[Part of a data file]
-.-.-

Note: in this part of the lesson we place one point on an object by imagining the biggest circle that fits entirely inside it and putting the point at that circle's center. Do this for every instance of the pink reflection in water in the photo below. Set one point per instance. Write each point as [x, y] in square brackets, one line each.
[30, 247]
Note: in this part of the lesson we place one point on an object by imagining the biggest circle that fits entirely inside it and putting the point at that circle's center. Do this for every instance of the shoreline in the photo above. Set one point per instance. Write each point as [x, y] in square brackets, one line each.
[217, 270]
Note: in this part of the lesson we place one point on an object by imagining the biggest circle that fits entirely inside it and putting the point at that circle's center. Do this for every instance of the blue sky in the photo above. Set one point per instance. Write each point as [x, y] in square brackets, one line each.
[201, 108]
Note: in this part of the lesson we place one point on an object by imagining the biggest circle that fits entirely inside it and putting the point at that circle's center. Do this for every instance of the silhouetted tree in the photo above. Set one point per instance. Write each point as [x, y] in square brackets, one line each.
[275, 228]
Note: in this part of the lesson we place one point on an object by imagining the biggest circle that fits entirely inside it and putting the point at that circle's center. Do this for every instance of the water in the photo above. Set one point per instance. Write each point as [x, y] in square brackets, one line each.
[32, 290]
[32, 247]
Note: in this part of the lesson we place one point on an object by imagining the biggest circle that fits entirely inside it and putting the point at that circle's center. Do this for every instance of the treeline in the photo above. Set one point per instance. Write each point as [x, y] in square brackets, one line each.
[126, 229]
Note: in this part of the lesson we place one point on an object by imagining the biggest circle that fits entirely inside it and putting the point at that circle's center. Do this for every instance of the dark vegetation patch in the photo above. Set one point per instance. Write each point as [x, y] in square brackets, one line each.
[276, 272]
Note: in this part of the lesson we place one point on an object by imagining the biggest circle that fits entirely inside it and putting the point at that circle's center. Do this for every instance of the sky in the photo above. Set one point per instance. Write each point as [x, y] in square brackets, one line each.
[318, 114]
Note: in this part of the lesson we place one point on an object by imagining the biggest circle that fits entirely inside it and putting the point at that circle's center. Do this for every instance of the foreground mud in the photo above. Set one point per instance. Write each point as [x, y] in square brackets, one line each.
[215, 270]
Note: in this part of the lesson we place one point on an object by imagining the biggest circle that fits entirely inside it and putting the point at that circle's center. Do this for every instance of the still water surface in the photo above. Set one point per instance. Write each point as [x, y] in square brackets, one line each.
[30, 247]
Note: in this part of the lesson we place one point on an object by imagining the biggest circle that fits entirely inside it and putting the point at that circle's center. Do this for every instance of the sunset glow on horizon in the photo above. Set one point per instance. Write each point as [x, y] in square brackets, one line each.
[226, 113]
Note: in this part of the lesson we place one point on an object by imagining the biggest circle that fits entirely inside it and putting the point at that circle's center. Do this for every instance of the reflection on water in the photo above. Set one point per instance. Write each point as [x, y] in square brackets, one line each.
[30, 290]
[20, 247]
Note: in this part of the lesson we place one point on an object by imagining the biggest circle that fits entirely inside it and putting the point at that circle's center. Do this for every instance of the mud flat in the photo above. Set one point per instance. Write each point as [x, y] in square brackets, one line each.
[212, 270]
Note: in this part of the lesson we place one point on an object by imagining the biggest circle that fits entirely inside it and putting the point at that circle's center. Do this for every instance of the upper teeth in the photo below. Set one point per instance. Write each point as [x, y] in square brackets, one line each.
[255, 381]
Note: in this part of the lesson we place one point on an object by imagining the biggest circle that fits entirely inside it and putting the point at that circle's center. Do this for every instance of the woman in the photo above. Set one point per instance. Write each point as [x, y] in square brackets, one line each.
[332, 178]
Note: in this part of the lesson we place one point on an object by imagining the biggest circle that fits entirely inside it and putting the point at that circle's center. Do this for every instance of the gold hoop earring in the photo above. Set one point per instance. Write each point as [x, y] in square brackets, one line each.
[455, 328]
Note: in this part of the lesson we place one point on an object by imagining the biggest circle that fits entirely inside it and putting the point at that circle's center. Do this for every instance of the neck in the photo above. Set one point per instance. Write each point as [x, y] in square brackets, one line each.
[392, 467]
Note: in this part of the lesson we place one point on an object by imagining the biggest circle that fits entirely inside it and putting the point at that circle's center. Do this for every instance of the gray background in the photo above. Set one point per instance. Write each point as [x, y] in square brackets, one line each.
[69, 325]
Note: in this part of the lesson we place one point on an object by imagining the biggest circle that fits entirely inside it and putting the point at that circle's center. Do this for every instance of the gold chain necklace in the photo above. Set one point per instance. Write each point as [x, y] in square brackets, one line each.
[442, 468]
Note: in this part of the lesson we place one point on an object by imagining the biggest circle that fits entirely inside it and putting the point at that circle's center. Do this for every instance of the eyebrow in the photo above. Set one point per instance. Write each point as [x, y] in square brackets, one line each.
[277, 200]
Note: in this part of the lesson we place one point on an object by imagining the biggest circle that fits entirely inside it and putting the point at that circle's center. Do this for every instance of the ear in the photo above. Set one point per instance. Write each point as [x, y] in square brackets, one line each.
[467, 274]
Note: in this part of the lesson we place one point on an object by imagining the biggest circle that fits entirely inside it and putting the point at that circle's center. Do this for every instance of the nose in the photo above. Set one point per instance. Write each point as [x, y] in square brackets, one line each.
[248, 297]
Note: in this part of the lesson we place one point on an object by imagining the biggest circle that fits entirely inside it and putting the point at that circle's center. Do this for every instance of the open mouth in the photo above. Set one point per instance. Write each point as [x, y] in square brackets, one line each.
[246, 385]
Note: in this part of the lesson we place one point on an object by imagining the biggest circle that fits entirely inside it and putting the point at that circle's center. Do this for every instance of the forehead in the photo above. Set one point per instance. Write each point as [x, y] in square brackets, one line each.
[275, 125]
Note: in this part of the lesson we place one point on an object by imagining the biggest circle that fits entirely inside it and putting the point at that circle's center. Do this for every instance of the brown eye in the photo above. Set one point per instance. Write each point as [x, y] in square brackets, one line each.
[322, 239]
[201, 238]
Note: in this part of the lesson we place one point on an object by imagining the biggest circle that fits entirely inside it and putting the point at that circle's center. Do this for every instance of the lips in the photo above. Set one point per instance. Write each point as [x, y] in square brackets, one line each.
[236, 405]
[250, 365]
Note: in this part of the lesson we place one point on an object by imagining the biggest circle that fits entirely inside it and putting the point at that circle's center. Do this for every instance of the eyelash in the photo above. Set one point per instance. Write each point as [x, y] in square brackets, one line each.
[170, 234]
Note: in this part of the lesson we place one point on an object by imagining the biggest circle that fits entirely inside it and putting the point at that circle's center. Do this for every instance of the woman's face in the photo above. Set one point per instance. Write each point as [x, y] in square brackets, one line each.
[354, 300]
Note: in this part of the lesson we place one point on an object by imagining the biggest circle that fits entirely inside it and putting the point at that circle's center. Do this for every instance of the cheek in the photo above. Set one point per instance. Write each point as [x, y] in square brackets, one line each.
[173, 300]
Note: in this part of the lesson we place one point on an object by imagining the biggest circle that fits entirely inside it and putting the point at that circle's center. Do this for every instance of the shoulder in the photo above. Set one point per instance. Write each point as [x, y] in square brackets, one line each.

-.-.-

**Aim of the exercise**
Set out the complete listing exactly as shown.

**Solved problem**
Note: in this part of the lesson we place one point on an object by imagining the biggest circle that fits entirely inside it and putting the point at that circle's center. Do this for every instance of the pink reflection in water in the photo below. Set one point per instance. Write each point as [x, y] in square brackets, one line each.
[30, 247]
Note: in this part of the lesson we place one point on an object by imagining the biggest circle that fits entirely inside it and putting the point at that circle's center. Do this for every instance of the shoreline in the photo above. Set one point per instance. Write each point as [x, y] in square brackets, one line each.
[217, 270]
Note: in this part of the lesson we place one point on an object by imagining the biggest circle that fits entirely inside it and putting the point at that circle's center. Do this for every instance of the blue sky in the photo above. Set one point per instance. Write each point as [x, y] in square brackets, one line each.
[201, 108]
Note: in this part of the lesson we place one point on an object by imagining the biggest circle that fits entirely inside it and putting the point at that circle's center. Do this for every instance of the silhouetted tree in the photo above. Set one point per instance. Write each point as [x, y] in square brackets, one line each.
[275, 228]
Note: in this part of the lesson we place one point on an object by imagining the biggest circle that fits entirely inside it and putting the point at that circle's center. Do this for every instance of the water in the photo above. Set one point per instance. Write each point as [x, y] in square brackets, one line each.
[32, 290]
[32, 247]
Note: in this part of the lesson we place one point on an object by imagining the biggest circle that fits entirely inside it and putting the point at that circle's center. Do this for every instance of the treeline in the photo above. Set one point per instance. Write each point as [x, y] in square brackets, one line each.
[126, 229]
Note: in this part of the lesson we place one point on an object by imagining the biggest circle that fits entirely inside it and putting the point at that circle's center. Do this for every instance of the dark vegetation patch in the photo above. Set one point per instance. Write each point as [x, y] in square brackets, one line each.
[276, 272]
Note: in this part of the lesson we place one point on an object by imagining the biggest circle that fits entirely inside it and putting the point at that circle's center. Do this for every instance of the sky in the photo above. Set one point per instance. Write each point as [x, y] in square brackets, one line each.
[318, 114]
Note: in this part of the lesson we place one point on an object by imagining the biggest circle that fits entirely inside it and putting the point at that circle's center. Do this for every instance of the foreground mud in the photo above. Set one point per instance. Write each point as [x, y] in square brackets, one line each.
[215, 270]
Note: in this part of the lesson we place one point on an object by imagining the biggest circle that fits entirely inside it and putting the point at that circle's center. Do this for every instance of the still water surface in the photo above. Set one point per instance. Write each point as [x, y] in square brackets, one line each.
[30, 247]
Note: in this part of the lesson we place one point on an object by imagining the biggest circle that fits entirely inside it and putting the point at that circle's center. Do this for every instance of the sunset glow on horizon in the photo above. Set one point per instance. Write each point as [x, y] in square brackets, one line each.
[226, 113]
Note: in this part of the lesson we place one point on an object by imagining the biggest circle that fits entirely inside it and putting the point at that circle's center. Do this for every instance of the reflection on water in the photo above. Set one point per instance. Write each point as [x, y] in square brackets, one line each.
[30, 290]
[20, 247]
Note: in this part of the lesson we place one point on an object by imagining the biggest circle that fits entirely inside it and putting the point at that circle's center. Do this for every instance of the mud flat in the photo above. Set one point per instance. Write each point as [x, y] in square brackets, one line each.
[212, 270]
Note: in this part of the lesson we place one point on an object by imagining the biggest circle that fits entirely inside it and putting the point at that circle's center. Do this for every instance of the upper teeth in the photo below. Set one point per instance. Write each point as [x, y] in square brackets, one line each.
[255, 381]
Note: in this part of the lesson we place one point on an object by imagining the biggest circle that fits entirely inside it and putting the point at that circle's center. Do this for every instance of the woman in the photo above. Set one point per instance. Write each point as [x, y] in square brackets, one line each.
[332, 178]
Note: in this part of the lesson we place one point on an object by imagining the biggest circle that fits entirely inside it and putting the point at that circle's center. Do this for every instance of the gold hoop earring in the photo above. Set one point per instance. Write each point as [x, y] in square brackets, one line each.
[455, 328]
Note: in this part of the lesson we place one point on an object by imagining the biggest circle that fits entirely inside it and putting the point at that circle's center. Do this for every instance of the neck in the photo above. Set one point per instance. Write each point as [x, y] in square brackets, one line each.
[392, 467]
Note: in this part of the lesson we place one point on an object by imagining the biggest circle that fits entirely inside it and putting the point at that circle's center. Do this for every instance of the gray background in the photo above. Set one point per instance. Write each point as [x, y] in square brackets, one line each.
[69, 325]
Note: in this part of the lesson we place one point on an object by imagining the biggest circle that fits entirely inside it and putting the point at that circle's center. Do this for every instance of the gold chain necklace in the photo above. Set one point per instance. Write each point as [x, y] in square brackets, one line each.
[442, 468]
Note: in this part of the lesson we place one point on an object by imagining the biggest circle that fits entirely inside it and putting the point at that circle's center. Do this for every instance of the eyebrow in the photo above. Set one point per instance. Write each point as [x, y] in square brackets, one line each.
[277, 200]
Note: in this part of the lesson we place one point on an object by imagining the biggest circle that fits entirely inside it and putting the point at that circle's center. Do this for every instance of the ear in the photo above. Set one point per instance. Write each point as [x, y] in square brackets, one line each.
[467, 274]
Note: in this part of the lesson we place one point on an object by imagining the biggest circle that fits entirely inside it and putting the point at that circle's center. Do this for every instance of the nose in the photo above. Set one point per instance. Write each point as [x, y] in square brackets, one line each.
[248, 297]
Note: in this part of the lesson we place one point on an object by imagining the biggest circle that fits entirely inside it and putting the point at that circle's center. Do this for every instance of the open mouth in the photo above. Set one point per instance. Write each point as [x, y] in square brackets, one line each.
[246, 385]
Note: in this part of the lesson we place one point on an object by imagining the biggest circle that fits entirely inside it and putting the point at that circle's center. Do this for every instance of the forehead in the photo above. Set one point per instance. Write each point as [x, y] in square brackets, one line each.
[275, 125]
Note: in this part of the lesson we place one point on an object by imagining the biggest circle that fits entirely inside it and putting the point at that circle's center. Do this for every instance of the brown eye in the photo above. Set one point per instance. Write each point as [x, y] in square brackets, one line each.
[322, 239]
[201, 238]
Note: in this part of the lesson we place one point on an object by imagining the biggest circle that fits entirely inside it and putting the point at that circle's center. Do this for every instance of the lips in the photo above. Set one point per instance. Write each point as [x, y] in square brackets, one line each.
[236, 405]
[250, 365]
Note: in this part of the lesson we place one point on an object by imagining the biggest circle that fits entirely inside it and putting the point at that circle's center. Do this for every instance of the eyelash in the photo above. Set one point per instance. Write each point as [x, y] in square brackets, one line each.
[170, 234]
Note: in this part of the lesson we place one point on an object by imagining the biggest circle that fits entirely inside it and putting the point at that circle's center. Do this for every instance of the woman's face in the photo above. Set one point per instance. Write each point as [x, y] in square brackets, one line each.
[354, 300]
Note: in this part of the lesson we place one point on an object by imagining the biggest circle that fits entirely inside it and putting the point at that circle's center. Do this for every instance of the cheek in the photo above. Set one point per instance. Write each point as [x, y] in square brackets, one line each.
[173, 300]
Note: in this part of the lesson we place one point on an object by imagining the biggest circle that fits entirely inside it and putting the point at that circle's center. Do this for every instance of the shoulder in the photo above. Set one point per instance. Write each point as [x, y] in square brackets, one line each.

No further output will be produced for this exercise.